Below are some entries; can you quote all of them exactly?

BEGIN SOURCE DATA

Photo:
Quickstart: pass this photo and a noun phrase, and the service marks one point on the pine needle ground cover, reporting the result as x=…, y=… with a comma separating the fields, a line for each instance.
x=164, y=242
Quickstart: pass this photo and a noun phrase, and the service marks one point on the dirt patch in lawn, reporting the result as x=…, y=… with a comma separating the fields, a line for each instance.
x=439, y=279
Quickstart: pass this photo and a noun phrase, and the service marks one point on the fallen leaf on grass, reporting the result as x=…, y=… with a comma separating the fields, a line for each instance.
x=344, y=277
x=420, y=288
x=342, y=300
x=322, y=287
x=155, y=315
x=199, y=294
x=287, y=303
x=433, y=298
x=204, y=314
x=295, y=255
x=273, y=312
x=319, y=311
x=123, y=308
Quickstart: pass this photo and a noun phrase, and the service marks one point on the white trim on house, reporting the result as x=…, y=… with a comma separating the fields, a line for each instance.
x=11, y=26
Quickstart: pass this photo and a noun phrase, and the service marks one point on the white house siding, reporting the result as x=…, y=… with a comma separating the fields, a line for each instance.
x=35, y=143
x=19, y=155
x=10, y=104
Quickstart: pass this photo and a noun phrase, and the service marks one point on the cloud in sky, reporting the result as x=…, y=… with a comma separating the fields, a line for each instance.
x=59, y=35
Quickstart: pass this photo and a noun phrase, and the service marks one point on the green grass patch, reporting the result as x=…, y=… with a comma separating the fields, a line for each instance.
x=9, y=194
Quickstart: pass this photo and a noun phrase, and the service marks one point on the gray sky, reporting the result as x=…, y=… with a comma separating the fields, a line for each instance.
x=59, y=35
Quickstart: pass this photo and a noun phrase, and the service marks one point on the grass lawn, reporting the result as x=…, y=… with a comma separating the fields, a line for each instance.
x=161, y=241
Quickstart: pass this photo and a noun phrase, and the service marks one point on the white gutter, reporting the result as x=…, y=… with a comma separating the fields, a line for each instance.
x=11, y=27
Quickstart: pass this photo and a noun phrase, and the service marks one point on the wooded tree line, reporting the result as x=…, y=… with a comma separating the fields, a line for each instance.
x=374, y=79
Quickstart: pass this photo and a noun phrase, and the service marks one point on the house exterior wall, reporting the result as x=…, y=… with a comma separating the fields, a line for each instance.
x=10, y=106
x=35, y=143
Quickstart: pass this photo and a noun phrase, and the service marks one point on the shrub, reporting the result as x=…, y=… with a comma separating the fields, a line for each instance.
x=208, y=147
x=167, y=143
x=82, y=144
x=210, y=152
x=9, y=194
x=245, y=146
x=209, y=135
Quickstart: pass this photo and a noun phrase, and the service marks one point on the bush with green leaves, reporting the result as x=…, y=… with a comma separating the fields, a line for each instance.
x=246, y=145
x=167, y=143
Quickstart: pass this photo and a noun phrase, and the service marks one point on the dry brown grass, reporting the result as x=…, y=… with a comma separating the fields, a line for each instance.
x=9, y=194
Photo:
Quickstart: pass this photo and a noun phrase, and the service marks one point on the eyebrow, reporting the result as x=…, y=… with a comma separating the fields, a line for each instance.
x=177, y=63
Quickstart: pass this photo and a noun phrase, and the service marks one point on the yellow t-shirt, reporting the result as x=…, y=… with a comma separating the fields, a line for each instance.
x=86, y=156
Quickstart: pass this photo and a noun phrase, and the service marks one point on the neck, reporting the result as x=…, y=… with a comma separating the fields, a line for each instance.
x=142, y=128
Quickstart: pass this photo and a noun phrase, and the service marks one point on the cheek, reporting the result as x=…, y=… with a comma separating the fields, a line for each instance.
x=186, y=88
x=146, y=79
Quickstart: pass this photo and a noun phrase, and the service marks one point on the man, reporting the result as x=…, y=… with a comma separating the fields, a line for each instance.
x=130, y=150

END SOURCE DATA

*RESPONSE BOX:*
Photo:
Quickstart: pass this photo and a noun phrase, and the service marks one point on the pine needle ground cover, reporting the result as x=…, y=… with a comma separating the fields, a line for each instance.
x=164, y=242
Quickstart: pass this photo and a noun phrase, and the service marks one point on the dirt patch in lawn, reporting the result as x=…, y=… with a comma separating the fields, a line for each instance.
x=439, y=279
Quickstart: pass this photo and a noun phrase, and the service marks one point on the fallen leaf on grass, reporting the result as x=…, y=… with a comma separating the fields, a line for each instance.
x=344, y=277
x=420, y=288
x=342, y=300
x=322, y=287
x=155, y=315
x=199, y=294
x=287, y=303
x=433, y=298
x=204, y=314
x=295, y=255
x=273, y=312
x=319, y=311
x=123, y=308
Quickstart: pass this photo and a noun phrase, and the service marks one point on the white trim on house, reporting the result as x=…, y=… with a comma separating the fields, a line for each instance.
x=11, y=26
Quickstart: pass this photo and a noun phrase, and the service marks one point on the white house siding, reporting the result as x=…, y=… with a comma separating the fields, a line for each instance.
x=35, y=143
x=19, y=155
x=10, y=104
Quickstart: pass this photo and a noun phrase, and the service marks one point on the cloud in sky, reporting the result as x=…, y=… with a comma separating the fields, a line for each instance.
x=59, y=35
Quickstart: pass this photo and a noun phrase, and the service marks one point on the green grass patch, reporting the result as x=…, y=… with a comma separating the fields, a line for each instance.
x=9, y=194
Quickstart: pass this photo and a noun phrase, and the service marks one point on the gray sky, reporting the result as x=…, y=… with a comma separating the fields, a line for each instance.
x=59, y=35
Quickstart: pass this photo and a noun phrase, and the service marks one point on the grass lawn, reporting the result as x=…, y=… with a comma separating the fields, a line for each instance.
x=161, y=241
Quickstart: pass this photo and a noun phrase, and the service marks one point on the white gutter, reporting the result as x=…, y=… with a comma separating the fields, a line for each instance.
x=11, y=27
Quickstart: pass this photo and a noun phrase, and the service marks one point on the wooded tree line, reporting the result as x=…, y=… with a comma separating the fields, a line for each instance.
x=374, y=79
Quickstart: pass this photo and a noun phrase, and the service marks one point on the house exterior wall, reporting the result as x=…, y=… with a comma separating the fields, a line for each instance.
x=10, y=106
x=35, y=143
Quickstart: pass this photo and a noun phrase, and the service marks one point on the shrub, reporting the result as x=…, y=… with a comma separating the fields, a line for each instance.
x=208, y=147
x=167, y=143
x=82, y=144
x=210, y=152
x=9, y=194
x=245, y=146
x=209, y=135
Quickstart: pass this photo and a noun phrase, and the service marks one point on the bush with green leaves, reporting the result as x=…, y=… with a comma separating the fields, a line for each instance.
x=246, y=145
x=167, y=143
Quickstart: pass this photo and a noun phrase, and the service marks one point on the dry brown grass, reporting the result as x=…, y=… with a comma separating the fields, a line for each instance.
x=9, y=194
Photo:
Quickstart: pass this photo and a noun phrase, and the service marks one point on the eyebrow, reporting the result as x=…, y=… with a comma separating the fields, a line for each instance.
x=177, y=63
Quickstart: pass this photo and a noun phrase, and the service marks one point on the yellow t-shirt, reporting the result as x=…, y=… with a comma separating the fields, a line for each instance.
x=86, y=156
Quickstart: pass this photo and a noun phrase, and the service marks one point on the neck, reporting the result as x=…, y=… with a comma separating the fields, a line for each instance.
x=142, y=128
Quickstart: pass this photo and a noun phrase, and the service marks one point on the cheek, reporting the result as x=…, y=… with a comma separating the fields, a line for each instance.
x=186, y=88
x=146, y=79
Quickstart: pass this photo and a noun phrase, and the service marks one point on the man, reporting the result as x=…, y=… with a comma separating the fields, a line for each instance.
x=130, y=150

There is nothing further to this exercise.